Goal — Reproduce the part of the ATE estimation code below starting with "# Remove attrited" and going on through "df[df[treatment] == 0][outcome].std()".

Step 4: Effect Estimation

4.1 ATE Estimation (Multiple Methods)

python
def estimate_ate(data, outcome='observed_score', treatment='treatment'):
    """
    Estimate ATE (multiple methods)
    """
    print("\n" + "=" * 70)
    print("ATE Estimation")
    print("=" * 70)

    # Remove attrited samples
    df = data.dropna(subset=[outcome]).copy()

    # Method 1: Simple difference
    print("\n[Method 1] Simple Difference")
    mean_treated = df[df[treatment] == 1][outcome].mean()
    mean_control = df[df[treatment] == 0][outcome].mean()
    ate_simple = mean_treated - mean_control

    n1 = (df[treatment] == 1).sum()
    n0 = (df[treatment] == 0).sum()
    s1 = df[df[treatment] == 1][outcome].std()
    s0 = df[df[treatment] == 0][outcome].std()
    se_simple = np.sqrt(s1**2 / n1 + s0**2 / n0)

    print(f"  Treatment mean: {mean_treated:.2f}")
    print(f"  Control mean: {mean_control:.2f}")
    print(f"  ATE: {ate_simple:.2f}")
    print(f"  SE: {se_simple:.2f}")
    print(f"  95% CI: [{ate_simple - 1.96*se_simple:.2f}, {ate_simple + 1.96*se_simple:.2f}]")

    # Method 2: Regression (no controls)
    print("\n[Method 2] OLS Regression (no controls)")
    X = sm.add_constant(df[treatment])
    model1 = sm.OLS(df[outcome], X).fit(cov_type='HC3')

    print(f"  ATE: {model1.params[treatment]:.2f}")
    print(f"  SE: {model1.bse[treatment]:.2f}")
    print(f"  t-stat: {model1.tvalues[treatment]:.2f}")
    print(f"  p-value: {model1.pvalues[treatment]:.4f}")
    print(f"  95% CI: {model1.conf_int().loc[treatment].values}")

    # Method 3: Regression (with controls)
    print("\n[Method 3] OLS Regression (with controls)")
    control_vars = ['baseline_score', 'motivation', 'study_hours_week', 'age']

    # Handle categorical variables
    df_reg = df.copy()
    df_reg['gender_F'] = (df_reg['gender'] == 'F').astype(int)

    X_control = sm.add_constant(df_reg[[treatment] + control_vars + ['gender_F']])
    model2 = sm.OLS(df_reg[outcome], X_control).fit(cov_type='HC3')

    print(f"  ATE: {model2.params[treatment]:.2f}")
    print(f"  SE: {model2.bse[treatment]:.2f}")
    print(f"  t-stat: {model2.tvalues[treatment]:.2f}")
    print(f"  p-value: {model2.pvalues[treatment]:.4f}")
    print(f"  95% CI: {model2.conf_int().loc[treatment].values}")

    # Precision improvement
    precision_gain = (1 - model2.bse[treatment] / model1.bse[treatment]) * 100
    print(f"\n  Precision improvement: {precision_gain:.1f}%")

    # Method 4: ANCOVA (control baseline only)
    print("\n[Method 4] ANCOVA (baseline control only)")
    X_ancova = sm.add_constant(df[[treatment, 'baseline_score']])

Entries shown —
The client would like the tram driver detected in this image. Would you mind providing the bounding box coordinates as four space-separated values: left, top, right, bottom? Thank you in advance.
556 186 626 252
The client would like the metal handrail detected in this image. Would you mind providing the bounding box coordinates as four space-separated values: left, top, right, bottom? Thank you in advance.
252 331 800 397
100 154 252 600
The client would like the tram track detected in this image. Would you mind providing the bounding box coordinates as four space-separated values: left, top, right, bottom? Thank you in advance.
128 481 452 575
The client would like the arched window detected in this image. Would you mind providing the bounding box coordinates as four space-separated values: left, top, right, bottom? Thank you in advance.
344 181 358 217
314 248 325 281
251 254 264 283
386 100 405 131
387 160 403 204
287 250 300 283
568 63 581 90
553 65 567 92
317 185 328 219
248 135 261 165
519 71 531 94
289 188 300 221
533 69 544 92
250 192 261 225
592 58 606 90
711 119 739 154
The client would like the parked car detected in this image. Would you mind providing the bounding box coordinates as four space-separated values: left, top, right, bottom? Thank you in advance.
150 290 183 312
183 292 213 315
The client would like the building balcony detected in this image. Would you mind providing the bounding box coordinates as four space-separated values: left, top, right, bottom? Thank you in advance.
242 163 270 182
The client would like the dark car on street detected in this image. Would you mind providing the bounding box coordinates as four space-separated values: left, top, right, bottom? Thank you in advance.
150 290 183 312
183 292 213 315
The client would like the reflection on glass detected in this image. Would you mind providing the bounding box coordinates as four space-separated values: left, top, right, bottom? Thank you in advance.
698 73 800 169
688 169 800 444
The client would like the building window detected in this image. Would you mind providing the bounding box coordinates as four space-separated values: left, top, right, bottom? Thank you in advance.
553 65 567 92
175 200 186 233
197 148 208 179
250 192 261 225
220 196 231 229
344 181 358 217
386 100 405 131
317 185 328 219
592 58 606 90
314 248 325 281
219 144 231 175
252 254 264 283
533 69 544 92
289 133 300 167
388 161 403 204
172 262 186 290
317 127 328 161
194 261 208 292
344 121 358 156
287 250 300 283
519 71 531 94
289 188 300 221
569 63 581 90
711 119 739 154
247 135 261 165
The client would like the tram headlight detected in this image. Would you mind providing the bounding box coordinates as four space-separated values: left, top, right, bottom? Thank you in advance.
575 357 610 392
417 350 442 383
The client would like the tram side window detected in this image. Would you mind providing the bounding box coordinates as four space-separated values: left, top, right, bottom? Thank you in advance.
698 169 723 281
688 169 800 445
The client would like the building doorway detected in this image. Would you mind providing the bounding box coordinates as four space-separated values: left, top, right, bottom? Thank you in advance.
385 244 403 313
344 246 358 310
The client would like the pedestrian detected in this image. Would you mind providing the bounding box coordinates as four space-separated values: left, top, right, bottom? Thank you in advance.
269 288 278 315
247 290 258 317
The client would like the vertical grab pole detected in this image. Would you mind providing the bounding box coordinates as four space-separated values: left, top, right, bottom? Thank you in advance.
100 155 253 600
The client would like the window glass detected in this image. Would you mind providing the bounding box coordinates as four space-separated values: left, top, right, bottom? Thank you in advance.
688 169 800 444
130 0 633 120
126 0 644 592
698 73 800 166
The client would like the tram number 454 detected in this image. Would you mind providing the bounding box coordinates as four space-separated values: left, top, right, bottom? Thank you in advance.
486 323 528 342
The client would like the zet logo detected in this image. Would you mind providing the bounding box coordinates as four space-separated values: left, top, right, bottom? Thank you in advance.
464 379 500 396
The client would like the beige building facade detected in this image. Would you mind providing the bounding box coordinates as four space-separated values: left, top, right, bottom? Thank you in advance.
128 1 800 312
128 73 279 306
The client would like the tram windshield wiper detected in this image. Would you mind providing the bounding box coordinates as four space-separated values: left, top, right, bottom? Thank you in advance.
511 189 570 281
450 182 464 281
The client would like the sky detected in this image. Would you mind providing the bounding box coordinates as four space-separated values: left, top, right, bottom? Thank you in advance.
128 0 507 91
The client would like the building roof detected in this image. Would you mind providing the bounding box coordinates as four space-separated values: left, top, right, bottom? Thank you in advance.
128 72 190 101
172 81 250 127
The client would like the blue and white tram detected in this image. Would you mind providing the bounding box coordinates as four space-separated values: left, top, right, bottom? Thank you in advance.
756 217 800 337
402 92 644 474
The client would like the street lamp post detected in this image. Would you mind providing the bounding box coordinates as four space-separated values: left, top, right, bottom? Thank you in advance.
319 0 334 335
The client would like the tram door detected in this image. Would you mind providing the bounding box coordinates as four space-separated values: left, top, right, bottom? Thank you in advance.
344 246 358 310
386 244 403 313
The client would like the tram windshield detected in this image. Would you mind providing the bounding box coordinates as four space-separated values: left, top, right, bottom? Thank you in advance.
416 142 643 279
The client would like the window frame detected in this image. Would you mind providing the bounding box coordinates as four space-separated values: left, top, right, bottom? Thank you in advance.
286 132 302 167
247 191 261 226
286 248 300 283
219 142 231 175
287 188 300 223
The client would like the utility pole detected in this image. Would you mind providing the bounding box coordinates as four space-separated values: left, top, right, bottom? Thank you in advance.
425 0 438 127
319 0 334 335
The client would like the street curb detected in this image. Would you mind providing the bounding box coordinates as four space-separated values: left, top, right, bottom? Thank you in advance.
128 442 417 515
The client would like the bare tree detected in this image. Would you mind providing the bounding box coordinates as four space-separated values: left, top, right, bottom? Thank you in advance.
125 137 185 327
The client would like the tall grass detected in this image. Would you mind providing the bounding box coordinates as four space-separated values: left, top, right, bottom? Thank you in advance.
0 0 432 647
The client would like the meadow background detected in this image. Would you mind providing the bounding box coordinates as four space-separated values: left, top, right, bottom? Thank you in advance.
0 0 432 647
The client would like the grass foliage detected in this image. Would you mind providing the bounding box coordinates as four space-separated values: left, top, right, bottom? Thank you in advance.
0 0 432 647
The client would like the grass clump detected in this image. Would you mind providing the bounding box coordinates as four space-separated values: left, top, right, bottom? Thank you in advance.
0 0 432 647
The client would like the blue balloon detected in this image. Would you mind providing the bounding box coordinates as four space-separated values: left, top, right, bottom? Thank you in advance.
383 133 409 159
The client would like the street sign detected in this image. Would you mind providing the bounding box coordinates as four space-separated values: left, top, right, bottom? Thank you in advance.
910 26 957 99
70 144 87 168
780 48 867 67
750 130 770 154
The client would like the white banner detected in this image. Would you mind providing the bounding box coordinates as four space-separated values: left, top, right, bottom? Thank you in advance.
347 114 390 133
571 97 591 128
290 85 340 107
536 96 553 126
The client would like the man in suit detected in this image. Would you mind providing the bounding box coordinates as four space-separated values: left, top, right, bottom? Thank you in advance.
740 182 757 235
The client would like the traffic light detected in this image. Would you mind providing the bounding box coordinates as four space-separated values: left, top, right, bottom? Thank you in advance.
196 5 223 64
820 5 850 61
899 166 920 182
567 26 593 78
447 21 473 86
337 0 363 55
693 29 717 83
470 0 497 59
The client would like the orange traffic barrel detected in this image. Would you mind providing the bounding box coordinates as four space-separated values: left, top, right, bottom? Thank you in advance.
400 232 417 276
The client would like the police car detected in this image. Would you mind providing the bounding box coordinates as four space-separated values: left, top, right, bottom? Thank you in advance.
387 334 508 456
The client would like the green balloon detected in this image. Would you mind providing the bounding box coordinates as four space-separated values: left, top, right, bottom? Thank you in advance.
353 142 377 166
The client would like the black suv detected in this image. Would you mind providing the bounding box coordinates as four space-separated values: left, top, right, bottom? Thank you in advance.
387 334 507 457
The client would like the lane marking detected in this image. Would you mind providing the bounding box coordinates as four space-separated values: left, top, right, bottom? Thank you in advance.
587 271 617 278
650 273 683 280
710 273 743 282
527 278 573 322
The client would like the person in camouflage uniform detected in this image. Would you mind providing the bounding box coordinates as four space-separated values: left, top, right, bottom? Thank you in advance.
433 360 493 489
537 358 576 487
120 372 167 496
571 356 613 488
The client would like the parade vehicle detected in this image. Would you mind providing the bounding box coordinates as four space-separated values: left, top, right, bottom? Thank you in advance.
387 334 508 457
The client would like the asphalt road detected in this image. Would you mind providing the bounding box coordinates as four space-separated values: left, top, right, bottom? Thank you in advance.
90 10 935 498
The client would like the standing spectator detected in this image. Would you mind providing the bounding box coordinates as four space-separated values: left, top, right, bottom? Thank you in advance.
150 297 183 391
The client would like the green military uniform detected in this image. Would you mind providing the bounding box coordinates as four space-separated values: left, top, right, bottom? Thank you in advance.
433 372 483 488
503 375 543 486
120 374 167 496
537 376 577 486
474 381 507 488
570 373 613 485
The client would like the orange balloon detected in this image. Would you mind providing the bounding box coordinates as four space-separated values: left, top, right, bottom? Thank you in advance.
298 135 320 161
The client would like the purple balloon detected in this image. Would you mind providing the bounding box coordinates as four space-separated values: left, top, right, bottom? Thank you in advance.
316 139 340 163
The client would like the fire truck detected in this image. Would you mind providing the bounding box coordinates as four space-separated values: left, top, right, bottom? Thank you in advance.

Output —
# Remove attrited samples
    df = data.dropna(subset=[outcome]).copy()

    # Method 1: Simple difference
    print("\n[Method 1] Simple Difference")
    mean_treated = df[df[treatment] == 1][outcome].mean()
    mean_control = df[df[treatment] == 0][outcome].mean()
    ate_simple = mean_treated - mean_control

    n1 = (df[treatment] == 1).sum()
    n0 = (df[treatment] == 0).sum()
    s1 = df[df[treatment] == 1][outcome].std()
    s0 = df[df[treatment] == 0][outcome].std()